_REQUIREMENTS_
1 - According to the reparations discussion, until when did the Southern states keep Jim Crow alive?
2 - Retype the reparations discussion from "Everyone who opposes" to "the past go.".

August 18th, 2002 at 4:52 pm
So tell me why should my tax money and the millions of other tax payers pay for something that has, not only happened decades ago, But has already been payed for with the blood drenched battle feilds of the civil war.
Everyone who opposes reparations wants to pretend African slaves and their descendants became full American citizens the minute Lincoln signed the Emancipation Proclamation. Don’t you people read history?
We had a very long period in this country of formal racial apartheid, stretching from Reconstruction to the Civil Rights legislation of the mid-1960s! How did the Civil War pay for Jim Crow?
And why did the federal government pay reparations to Japanese Americans interned during WWII when lots of citizens had nothing at all to do with that decision? Where’s your outrage over that?
Seems to me the only thing keeping discrimination alive and well is the fact that people can not let the past go.
Yeah, that’s entirely and completely wrong. Look around: there are still lots and lots of White people deeply invested in maintaining their social privilege at the expense of people of color. “Letting the past go” has nothing to do with ongoing discrimination, inequality, unjustice.
August 19th, 2002 at 1:41 am
The idea of taxing Americans across the board for slavery reparations is outrageous. I know many political moderates — Dems and Republicans — who’d take up arms if the day ever comes when the government tries to take our money for reparations. History is full of ironies, and a successful reparations movement could be just the thing to launch another civil war.
On the other hand, the Southern states kept Jim Crow alive until the 1970s. I’d be much more sympathetic to a reparations movement squarely aimed at Louisiana, Georgia, etc.

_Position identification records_
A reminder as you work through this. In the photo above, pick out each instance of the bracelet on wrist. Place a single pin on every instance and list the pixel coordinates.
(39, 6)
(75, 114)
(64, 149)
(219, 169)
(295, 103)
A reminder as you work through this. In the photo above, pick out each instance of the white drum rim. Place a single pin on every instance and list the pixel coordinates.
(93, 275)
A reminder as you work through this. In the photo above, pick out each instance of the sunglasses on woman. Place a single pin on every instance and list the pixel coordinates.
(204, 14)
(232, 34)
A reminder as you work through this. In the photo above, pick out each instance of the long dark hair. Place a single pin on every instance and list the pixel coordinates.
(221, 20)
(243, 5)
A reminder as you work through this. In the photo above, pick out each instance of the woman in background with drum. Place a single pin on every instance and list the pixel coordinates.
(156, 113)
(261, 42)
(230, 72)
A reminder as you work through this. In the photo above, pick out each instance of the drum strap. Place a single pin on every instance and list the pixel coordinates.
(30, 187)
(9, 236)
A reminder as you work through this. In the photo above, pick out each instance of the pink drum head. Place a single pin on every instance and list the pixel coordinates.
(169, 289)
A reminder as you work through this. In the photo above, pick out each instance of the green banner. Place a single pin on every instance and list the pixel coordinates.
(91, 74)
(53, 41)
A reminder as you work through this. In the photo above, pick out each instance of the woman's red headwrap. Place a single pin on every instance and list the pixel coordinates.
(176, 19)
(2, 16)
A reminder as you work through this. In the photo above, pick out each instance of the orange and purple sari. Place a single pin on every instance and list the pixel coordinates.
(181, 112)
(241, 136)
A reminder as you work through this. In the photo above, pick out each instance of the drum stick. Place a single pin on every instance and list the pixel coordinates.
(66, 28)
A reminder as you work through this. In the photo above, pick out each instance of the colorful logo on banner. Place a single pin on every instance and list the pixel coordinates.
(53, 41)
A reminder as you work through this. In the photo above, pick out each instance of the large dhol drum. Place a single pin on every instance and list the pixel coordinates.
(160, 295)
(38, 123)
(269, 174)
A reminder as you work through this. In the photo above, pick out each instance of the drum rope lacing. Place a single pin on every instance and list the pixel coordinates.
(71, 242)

_SOLUTIONS TO EACH TASK_
1 - Until the 1970s.

2 -
Everyone who opposes reparations wants to pretend African slaves and their descendants became full American citizens the minute Lincoln signed the Emancipation Proclamation. Don’t you people read history?
We had a very long period in this country of formal racial apartheid, stretching from Reconstruction to the Civil Rights legislation of the mid-1960s! How did the Civil War pay for Jim Crow?
And why did the federal government pay reparations to Japanese Americans interned during WWII when lots of citizens had nothing at all to do with that decision? Where’s your outrage over that?
Seems to me the only thing keeping discrimination alive and well is the fact that people can not let the past go.